§ **What you will do**:
Extract every line of the entries below verbatim, leaving the pictures out of your answer.

§ **Records from a collection**:
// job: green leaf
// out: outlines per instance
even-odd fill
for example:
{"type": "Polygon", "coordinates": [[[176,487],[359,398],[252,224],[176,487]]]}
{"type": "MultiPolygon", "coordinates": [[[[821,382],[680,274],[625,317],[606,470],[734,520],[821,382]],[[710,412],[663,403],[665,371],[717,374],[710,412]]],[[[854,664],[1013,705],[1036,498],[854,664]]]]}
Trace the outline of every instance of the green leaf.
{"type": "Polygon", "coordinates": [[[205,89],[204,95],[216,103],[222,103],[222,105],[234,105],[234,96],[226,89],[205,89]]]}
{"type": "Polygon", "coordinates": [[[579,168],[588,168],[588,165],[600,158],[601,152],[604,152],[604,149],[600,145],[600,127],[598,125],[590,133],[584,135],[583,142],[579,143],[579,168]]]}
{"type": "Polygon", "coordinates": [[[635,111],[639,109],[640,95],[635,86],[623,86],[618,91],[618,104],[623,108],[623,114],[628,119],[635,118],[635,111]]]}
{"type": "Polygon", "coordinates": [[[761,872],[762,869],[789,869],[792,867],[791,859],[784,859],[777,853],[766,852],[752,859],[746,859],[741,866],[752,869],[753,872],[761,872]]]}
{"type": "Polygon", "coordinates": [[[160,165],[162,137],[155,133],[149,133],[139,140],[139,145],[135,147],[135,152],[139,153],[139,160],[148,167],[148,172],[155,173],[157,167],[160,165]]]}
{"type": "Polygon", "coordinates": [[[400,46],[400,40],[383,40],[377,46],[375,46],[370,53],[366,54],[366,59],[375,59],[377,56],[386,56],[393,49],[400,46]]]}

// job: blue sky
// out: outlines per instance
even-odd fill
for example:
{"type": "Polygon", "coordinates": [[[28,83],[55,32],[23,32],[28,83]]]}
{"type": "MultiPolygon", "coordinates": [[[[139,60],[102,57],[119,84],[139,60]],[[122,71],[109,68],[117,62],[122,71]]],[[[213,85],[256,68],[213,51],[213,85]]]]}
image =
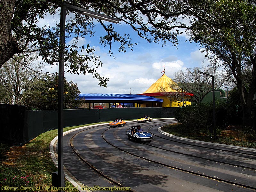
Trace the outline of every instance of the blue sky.
{"type": "MultiPolygon", "coordinates": [[[[47,17],[38,25],[47,22],[52,26],[59,22],[59,18],[58,15],[47,17]]],[[[131,28],[122,23],[113,25],[121,34],[123,31],[129,34],[133,42],[138,44],[132,48],[133,51],[127,48],[126,52],[123,53],[118,51],[119,44],[114,44],[111,51],[114,58],[108,54],[108,47],[104,48],[99,44],[100,37],[104,33],[100,24],[96,23],[95,36],[92,38],[86,37],[79,44],[86,46],[89,43],[91,46],[94,46],[96,51],[95,55],[100,56],[103,63],[102,67],[98,68],[97,71],[109,80],[107,88],[105,88],[98,85],[98,80],[90,74],[85,76],[65,73],[64,76],[67,80],[72,80],[76,83],[81,93],[140,94],[161,77],[164,65],[166,75],[173,79],[175,73],[181,69],[208,64],[205,61],[203,62],[204,54],[199,51],[198,45],[186,42],[187,38],[185,33],[179,36],[178,49],[170,42],[163,47],[161,44],[148,43],[139,37],[131,28]]],[[[66,44],[70,44],[68,41],[71,40],[66,39],[66,44]]],[[[45,71],[52,73],[58,71],[58,67],[46,65],[45,69],[45,71]]]]}

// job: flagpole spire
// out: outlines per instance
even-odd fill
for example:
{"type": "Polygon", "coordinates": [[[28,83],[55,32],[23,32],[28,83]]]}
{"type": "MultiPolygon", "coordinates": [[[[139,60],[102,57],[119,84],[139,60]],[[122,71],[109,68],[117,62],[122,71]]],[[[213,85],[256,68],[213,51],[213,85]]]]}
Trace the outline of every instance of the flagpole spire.
{"type": "Polygon", "coordinates": [[[162,73],[164,72],[164,74],[165,74],[165,69],[164,68],[164,65],[163,65],[163,67],[164,67],[164,70],[163,71],[162,71],[162,72],[161,72],[161,73],[162,73]]]}

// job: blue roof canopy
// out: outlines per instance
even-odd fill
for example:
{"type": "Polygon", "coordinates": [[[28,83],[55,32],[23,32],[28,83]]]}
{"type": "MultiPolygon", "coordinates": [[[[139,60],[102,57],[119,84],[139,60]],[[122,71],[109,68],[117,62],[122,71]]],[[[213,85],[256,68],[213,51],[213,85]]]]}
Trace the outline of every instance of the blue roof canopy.
{"type": "Polygon", "coordinates": [[[163,100],[141,95],[112,93],[85,93],[79,94],[77,99],[85,100],[86,102],[163,102],[163,100]]]}

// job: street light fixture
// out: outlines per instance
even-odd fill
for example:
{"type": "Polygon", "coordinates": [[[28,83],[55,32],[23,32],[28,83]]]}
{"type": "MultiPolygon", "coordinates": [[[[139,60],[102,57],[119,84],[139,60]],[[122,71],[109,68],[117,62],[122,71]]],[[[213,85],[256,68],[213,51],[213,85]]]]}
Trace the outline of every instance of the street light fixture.
{"type": "Polygon", "coordinates": [[[172,89],[182,89],[182,106],[184,106],[184,94],[183,92],[183,87],[174,87],[172,89]]]}
{"type": "Polygon", "coordinates": [[[214,93],[214,76],[212,75],[207,74],[207,73],[203,73],[201,71],[198,71],[198,73],[212,77],[212,103],[213,105],[213,137],[214,140],[216,140],[216,122],[215,116],[215,94],[214,93]]]}
{"type": "Polygon", "coordinates": [[[226,97],[226,98],[227,98],[227,103],[228,103],[228,87],[223,87],[223,89],[227,89],[227,97],[226,97]]]}
{"type": "Polygon", "coordinates": [[[83,15],[104,20],[115,23],[119,20],[108,15],[91,11],[74,6],[64,2],[60,7],[60,53],[59,63],[59,87],[58,96],[58,186],[64,186],[64,172],[63,159],[63,92],[64,90],[64,50],[65,48],[65,28],[66,9],[80,13],[83,15]]]}

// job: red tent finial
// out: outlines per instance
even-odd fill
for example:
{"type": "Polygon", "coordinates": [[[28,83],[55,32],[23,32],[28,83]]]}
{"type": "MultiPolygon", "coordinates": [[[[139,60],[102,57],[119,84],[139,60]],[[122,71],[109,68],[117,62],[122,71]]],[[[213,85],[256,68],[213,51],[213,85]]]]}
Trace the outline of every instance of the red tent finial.
{"type": "Polygon", "coordinates": [[[162,71],[162,72],[161,72],[161,73],[162,73],[164,72],[164,74],[165,74],[165,70],[164,69],[164,65],[163,65],[163,67],[164,67],[164,70],[163,71],[162,71]]]}

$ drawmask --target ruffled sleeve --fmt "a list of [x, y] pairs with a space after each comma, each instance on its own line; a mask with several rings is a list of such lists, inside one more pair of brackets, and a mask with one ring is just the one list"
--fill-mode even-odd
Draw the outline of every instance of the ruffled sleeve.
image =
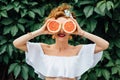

§ **Answer to this problem**:
// job: green leaf
// out: outlines per instance
even-odd fill
for example:
{"type": "Polygon", "coordinates": [[[176,487],[359,398],[252,224],[176,487]]]}
{"type": "MultiPolygon", "coordinates": [[[[821,382],[680,274],[625,317],[606,470],[734,520],[821,382]],[[710,412],[663,403],[665,371],[717,374],[710,412]]],[[[854,664],[1013,705],[1036,498],[854,664]]]]}
Trace the outline of every instance of the green leaf.
{"type": "Polygon", "coordinates": [[[205,89],[204,95],[216,103],[222,103],[222,105],[234,105],[234,96],[226,89],[205,89]]]}
{"type": "Polygon", "coordinates": [[[579,168],[588,168],[588,165],[600,158],[601,152],[604,152],[604,149],[600,145],[600,127],[598,125],[590,133],[584,135],[583,142],[579,143],[579,168]]]}
{"type": "Polygon", "coordinates": [[[635,111],[639,109],[640,95],[635,86],[623,86],[618,91],[618,104],[623,108],[623,114],[628,119],[635,118],[635,111]]]}
{"type": "Polygon", "coordinates": [[[761,872],[762,869],[789,869],[792,867],[791,859],[784,859],[777,853],[766,852],[752,859],[746,859],[741,866],[752,869],[753,872],[761,872]]]}
{"type": "Polygon", "coordinates": [[[160,165],[162,137],[155,133],[149,133],[139,140],[139,145],[135,147],[135,152],[139,153],[139,160],[148,167],[148,172],[155,173],[157,167],[160,165]]]}
{"type": "Polygon", "coordinates": [[[400,46],[400,40],[383,40],[377,46],[375,46],[370,53],[366,54],[366,59],[375,59],[377,56],[386,56],[393,49],[400,46]]]}

// job: blue sky
// out: outlines per instance
even-odd fill
for example:
{"type": "Polygon", "coordinates": [[[28,83],[55,32],[23,32],[28,83]]]}
{"type": "MultiPolygon", "coordinates": [[[[139,60],[102,57],[119,84],[139,60]],[[122,71],[109,68],[117,62],[122,71]]],[[[213,85],[256,68],[213,51],[213,85]]]]}
image =
Trace the outline of every instance of the blue sky.
{"type": "MultiPolygon", "coordinates": [[[[47,17],[38,25],[47,22],[52,26],[59,22],[59,18],[58,15],[47,17]]],[[[131,28],[122,23],[113,25],[121,34],[123,31],[129,34],[133,42],[138,44],[132,48],[133,51],[127,48],[126,52],[123,53],[118,51],[119,44],[114,44],[111,51],[114,58],[108,54],[108,47],[104,48],[99,44],[100,37],[104,33],[100,24],[96,23],[95,36],[92,38],[86,37],[79,44],[86,46],[89,43],[91,46],[94,46],[96,51],[95,55],[100,56],[103,63],[102,67],[98,68],[97,71],[109,80],[107,88],[105,88],[98,85],[98,80],[90,74],[85,76],[65,73],[64,76],[67,80],[72,80],[76,83],[81,93],[140,94],[161,77],[164,65],[166,75],[173,79],[175,73],[181,69],[208,64],[205,61],[203,62],[204,54],[199,51],[198,45],[186,42],[187,38],[185,33],[179,36],[178,49],[170,42],[163,47],[161,44],[148,43],[139,37],[131,28]]],[[[66,44],[70,44],[68,41],[71,40],[66,39],[66,44]]],[[[45,71],[52,73],[58,71],[58,67],[46,65],[45,69],[45,71]]]]}

// job: flagpole spire
// out: outlines per instance
even-odd fill
for example:
{"type": "Polygon", "coordinates": [[[28,83],[55,32],[23,32],[28,83]]]}
{"type": "MultiPolygon", "coordinates": [[[[139,60],[102,57],[119,84],[139,60]],[[122,71],[109,68],[117,62],[122,71]]],[[[213,85],[256,68],[213,51],[213,85]]]]}
Trace the outline of every instance of the flagpole spire.
{"type": "Polygon", "coordinates": [[[162,73],[164,72],[164,74],[165,74],[165,69],[164,68],[164,65],[163,65],[163,67],[164,67],[164,70],[163,71],[162,71],[162,72],[161,72],[161,73],[162,73]]]}

// job: blue roof canopy
// out: outlines per instance
even-odd fill
for example:
{"type": "Polygon", "coordinates": [[[28,83],[55,32],[23,32],[28,83]]]}
{"type": "MultiPolygon", "coordinates": [[[[139,60],[102,57],[119,84],[139,60]],[[122,71],[109,68],[117,62],[122,71]]],[[[213,85],[256,68],[213,51],[213,85]]]]}
Trace the outline of every instance of the blue roof canopy.
{"type": "Polygon", "coordinates": [[[163,100],[141,95],[112,93],[85,93],[79,94],[77,99],[85,100],[86,102],[163,102],[163,100]]]}

// job: street light fixture
// out: outlines per instance
even-odd fill
for example:
{"type": "Polygon", "coordinates": [[[28,83],[55,32],[23,32],[28,83]]]}
{"type": "MultiPolygon", "coordinates": [[[[139,60],[102,57],[119,84],[139,60]],[[122,71],[109,68],[117,62],[122,71]]],[[[213,85],[256,68],[213,51],[213,85]]]]}
Trace the outline of every instance of the street light fixture.
{"type": "Polygon", "coordinates": [[[172,89],[182,89],[182,106],[184,106],[184,94],[183,92],[183,87],[174,87],[172,89]]]}
{"type": "Polygon", "coordinates": [[[214,93],[214,76],[212,75],[207,74],[207,73],[203,73],[201,71],[198,71],[198,73],[212,77],[212,103],[213,105],[213,137],[214,140],[216,140],[216,122],[215,116],[215,94],[214,93]]]}
{"type": "Polygon", "coordinates": [[[226,97],[226,98],[227,98],[227,103],[228,103],[228,87],[223,87],[223,89],[227,89],[227,97],[226,97]]]}
{"type": "Polygon", "coordinates": [[[83,15],[104,20],[115,23],[119,20],[108,15],[91,11],[74,6],[64,2],[60,7],[60,53],[59,63],[59,87],[58,96],[58,186],[64,186],[64,172],[63,159],[63,92],[64,90],[64,50],[65,48],[65,28],[66,9],[80,13],[83,15]]]}

// job: red tent finial
// out: outlines per instance
even-odd fill
for example:
{"type": "Polygon", "coordinates": [[[28,83],[55,32],[23,32],[28,83]]]}
{"type": "MultiPolygon", "coordinates": [[[[139,60],[102,57],[119,84],[139,60]],[[122,71],[109,68],[117,62],[122,71]]],[[[213,85],[256,68],[213,51],[213,85]]]]}
Trace the outline of every instance of the red tent finial.
{"type": "Polygon", "coordinates": [[[162,71],[162,72],[161,72],[161,73],[162,73],[164,72],[164,74],[165,74],[165,70],[164,69],[164,65],[163,65],[163,67],[164,67],[164,70],[163,71],[162,71]]]}

$ drawmask --target ruffled sleeve --fmt "a list of [x, y] pairs with a space after each comma, each instance on its own line; a mask with several rings is a list of such lists, inside one more pair of brackets, and a mask with one ring is just the one list"
--fill-mode even-odd
Draw the outline of every instance of the ruffled sleeve.
image =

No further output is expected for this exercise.